• Challenge A
According to the book review, at which university does Viet Thanh Nguyen teach?

• Passage given
◇ ◇ ◇ ◇ ◇
Winner of the Pulitzer Prize

Vietnam War revisited by author Viet Thanh Nguyen

Peter Pierce reviews Viet Thanh Nguyen’s Nothing Ever Dies: Vietnam and the Memory of War, The Sympathizer, and The Refugees for The Weekend Australian

Vietnamese scale the wall of the US Embassy ahead of the fall of Saigon in April 1975.

Last year, not long after the publication of his Pulitzer prize-winning novel The Sympathizer, Viet Thanh Nguyen released a nonfiction analysis, impassioned yet forensic, of ‘‘Vietnam and the memory of war’’. This book is titled Nothing Ever Dies. Its cover describes the ­material drawn on as ‘‘a kaleidoscope of cultural forms — novels, memoirs, cemeteries, monuments, film, photography, museum exhibits, video games, souvenirs’’.

Thus novels by Vietnamese Americans are examined, together with graveyards in the US where ‘‘dead victors’’ (but not the soldiers of the vanquished south) are memorialised, ‘‘a map of Cambodia composed of human skulls’’, Maya Lin’s once controversial but now loved ‘‘black wall’’, the Vietnam War Memorial in Washington, ‘‘those deformed foetuses, victims of Agent Orange’’ in the War Remnants Museum in Ho Chi Minh City and Francis Ford Coppola’s 1979 film Apocalypse Now, ‘‘a modern Grimm’s fairy tale where napalm lights the dark forest’’. Entrepreneurs in Ho Chi Minh City, or Saigon, offer not only an Apocalypse Now bar, but a Heart of Darkness one too.

Nguyen, who teaches English and American studies and ethnicity at the University of Southern California, describes himself as ‘‘born in Vietnam, but made in America’’. “I count myself among those Vietnamese dismayed by America’s deeds but tempted to believe in its words.’’

What he strives for is an ‘‘ethical work of just memory’’, wherein an ethic of remembering others, ‘‘the distant and the demonised’’, the one-time enemy, can transform ‘‘the more conventional ethics of remembering one’s own’’. He wants to fight — in a path he evidently had to clear to allow for his emergence as a novelist — ‘‘for the imagination, not for the nation’’.
◇ ◇ ◇ ◇ ◇
• Rows
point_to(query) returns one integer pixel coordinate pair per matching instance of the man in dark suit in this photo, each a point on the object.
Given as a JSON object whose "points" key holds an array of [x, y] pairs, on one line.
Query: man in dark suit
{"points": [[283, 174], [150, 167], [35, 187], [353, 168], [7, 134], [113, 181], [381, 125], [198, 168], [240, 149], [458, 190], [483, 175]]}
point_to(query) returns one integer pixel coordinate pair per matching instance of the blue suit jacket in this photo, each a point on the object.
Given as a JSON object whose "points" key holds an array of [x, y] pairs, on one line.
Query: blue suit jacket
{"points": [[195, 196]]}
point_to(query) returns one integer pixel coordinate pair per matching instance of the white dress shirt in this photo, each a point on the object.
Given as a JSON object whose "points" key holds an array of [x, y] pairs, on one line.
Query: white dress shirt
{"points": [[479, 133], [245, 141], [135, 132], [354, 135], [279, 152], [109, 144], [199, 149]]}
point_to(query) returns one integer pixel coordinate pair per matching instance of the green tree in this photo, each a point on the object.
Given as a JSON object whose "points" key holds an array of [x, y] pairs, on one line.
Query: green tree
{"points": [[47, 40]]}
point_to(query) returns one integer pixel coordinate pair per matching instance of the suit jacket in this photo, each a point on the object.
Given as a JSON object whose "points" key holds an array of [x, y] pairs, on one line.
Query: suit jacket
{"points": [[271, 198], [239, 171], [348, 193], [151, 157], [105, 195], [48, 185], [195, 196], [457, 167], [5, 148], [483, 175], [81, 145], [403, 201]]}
◇ ◇ ◇ ◇ ◇
• Challenge B
In the records, take the lines starting at the one containing "of the suit" and ending at the one containing "Query: suit jacket". Swap "integer" for "whole-number" and return only those lines.

• Final answer A
The University of Southern California.

• Final answer B
point_to(query) returns one whole-number pixel coordinate pair per matching instance of the suit jacket in this photo, each a point on the object.
Given as a JSON object whose "points" key holds an array of [x, y] pairs, on one line.
Query: suit jacket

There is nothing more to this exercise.